* Instructions for the task: Rewrite the lines from the one with "Where can you see the white car?" through the last line, changing "electrical wire" to "power cable" and leaving everything else as it is.

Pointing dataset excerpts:
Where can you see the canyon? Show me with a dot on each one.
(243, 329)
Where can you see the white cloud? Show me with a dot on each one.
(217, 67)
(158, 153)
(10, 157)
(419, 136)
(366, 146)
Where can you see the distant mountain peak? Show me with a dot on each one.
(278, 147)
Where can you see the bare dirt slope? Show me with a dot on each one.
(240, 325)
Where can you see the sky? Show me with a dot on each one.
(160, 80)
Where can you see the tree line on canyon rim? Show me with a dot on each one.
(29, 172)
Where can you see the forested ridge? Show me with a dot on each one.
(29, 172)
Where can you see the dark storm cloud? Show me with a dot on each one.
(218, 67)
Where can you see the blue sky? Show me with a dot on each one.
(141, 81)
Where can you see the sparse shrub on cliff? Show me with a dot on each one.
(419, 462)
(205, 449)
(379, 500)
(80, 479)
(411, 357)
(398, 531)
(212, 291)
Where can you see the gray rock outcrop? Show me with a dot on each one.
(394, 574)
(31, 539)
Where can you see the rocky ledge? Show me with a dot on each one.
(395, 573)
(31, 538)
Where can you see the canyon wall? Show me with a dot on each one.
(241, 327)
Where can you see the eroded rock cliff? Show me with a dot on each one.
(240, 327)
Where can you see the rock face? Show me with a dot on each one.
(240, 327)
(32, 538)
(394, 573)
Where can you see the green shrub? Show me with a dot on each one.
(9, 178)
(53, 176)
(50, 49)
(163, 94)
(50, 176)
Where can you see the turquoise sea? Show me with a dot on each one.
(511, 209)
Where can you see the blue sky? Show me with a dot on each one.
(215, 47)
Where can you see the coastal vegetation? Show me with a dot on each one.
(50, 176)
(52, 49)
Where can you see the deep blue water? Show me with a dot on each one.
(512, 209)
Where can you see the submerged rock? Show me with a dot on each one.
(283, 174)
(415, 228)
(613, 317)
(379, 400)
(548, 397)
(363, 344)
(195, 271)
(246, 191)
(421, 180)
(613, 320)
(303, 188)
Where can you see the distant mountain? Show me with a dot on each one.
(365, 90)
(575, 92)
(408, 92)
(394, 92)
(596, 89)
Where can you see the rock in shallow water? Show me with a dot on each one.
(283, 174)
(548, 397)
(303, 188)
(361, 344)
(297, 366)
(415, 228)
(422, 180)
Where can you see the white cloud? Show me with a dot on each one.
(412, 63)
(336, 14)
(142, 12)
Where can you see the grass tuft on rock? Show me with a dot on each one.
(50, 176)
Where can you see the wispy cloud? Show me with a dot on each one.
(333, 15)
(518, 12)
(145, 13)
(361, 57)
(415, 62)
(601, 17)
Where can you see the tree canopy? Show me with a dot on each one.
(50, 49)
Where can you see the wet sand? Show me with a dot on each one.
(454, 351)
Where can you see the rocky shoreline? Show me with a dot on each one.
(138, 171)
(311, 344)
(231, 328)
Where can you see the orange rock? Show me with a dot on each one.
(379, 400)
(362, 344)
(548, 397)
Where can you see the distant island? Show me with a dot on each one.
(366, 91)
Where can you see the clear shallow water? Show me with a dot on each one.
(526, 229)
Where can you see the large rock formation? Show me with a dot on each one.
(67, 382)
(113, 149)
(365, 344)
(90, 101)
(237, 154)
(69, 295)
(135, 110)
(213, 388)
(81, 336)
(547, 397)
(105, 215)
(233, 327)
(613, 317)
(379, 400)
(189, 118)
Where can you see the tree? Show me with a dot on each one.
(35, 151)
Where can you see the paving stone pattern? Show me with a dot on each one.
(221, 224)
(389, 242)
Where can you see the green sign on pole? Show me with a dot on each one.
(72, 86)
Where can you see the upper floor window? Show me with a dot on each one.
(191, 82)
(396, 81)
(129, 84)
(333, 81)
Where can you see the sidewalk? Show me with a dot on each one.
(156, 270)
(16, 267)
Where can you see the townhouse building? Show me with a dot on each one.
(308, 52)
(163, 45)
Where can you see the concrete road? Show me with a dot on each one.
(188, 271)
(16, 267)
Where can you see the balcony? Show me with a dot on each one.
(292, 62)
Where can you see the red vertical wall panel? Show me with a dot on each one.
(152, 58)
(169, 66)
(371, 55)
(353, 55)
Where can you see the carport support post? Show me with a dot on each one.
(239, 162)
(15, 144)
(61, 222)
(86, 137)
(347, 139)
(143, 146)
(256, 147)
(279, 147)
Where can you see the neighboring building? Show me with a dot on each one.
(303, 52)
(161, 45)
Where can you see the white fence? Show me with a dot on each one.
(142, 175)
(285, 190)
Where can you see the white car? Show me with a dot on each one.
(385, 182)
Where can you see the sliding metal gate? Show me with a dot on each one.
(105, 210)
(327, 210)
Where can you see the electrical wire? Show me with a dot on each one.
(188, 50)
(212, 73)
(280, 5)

* Result of this exercise:
Where can you see the white car? Show me with a dot on each one.
(385, 182)
Where can you see the sliding metal gate? Show me with a dot on each one.
(105, 210)
(327, 210)
Where can you see the power cable? Show me with a dot on each one.
(188, 50)
(212, 73)
(280, 5)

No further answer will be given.